▶ **TASK**:
Since only part of the records is wanted, repeat exactly the lines from the one containing "One point for each instance." through the last line, both included.

======== RECORDS TO PROCESS ========

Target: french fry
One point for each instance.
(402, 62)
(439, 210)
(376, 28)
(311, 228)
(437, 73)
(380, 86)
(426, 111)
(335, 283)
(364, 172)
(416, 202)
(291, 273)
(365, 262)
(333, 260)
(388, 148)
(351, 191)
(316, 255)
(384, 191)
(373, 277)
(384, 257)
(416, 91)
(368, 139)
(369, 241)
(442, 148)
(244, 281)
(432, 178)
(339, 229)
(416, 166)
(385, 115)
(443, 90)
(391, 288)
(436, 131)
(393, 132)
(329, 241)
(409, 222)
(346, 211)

========

▶ **EXERCISE ANSWER**:
One point for each instance.
(402, 62)
(439, 210)
(376, 28)
(311, 228)
(437, 73)
(380, 86)
(426, 111)
(335, 283)
(364, 172)
(416, 202)
(291, 273)
(365, 262)
(333, 260)
(388, 148)
(351, 191)
(316, 255)
(384, 191)
(373, 277)
(384, 257)
(416, 91)
(368, 139)
(369, 241)
(442, 148)
(244, 281)
(432, 178)
(339, 229)
(416, 166)
(385, 115)
(443, 90)
(391, 288)
(436, 131)
(393, 132)
(329, 241)
(409, 222)
(346, 211)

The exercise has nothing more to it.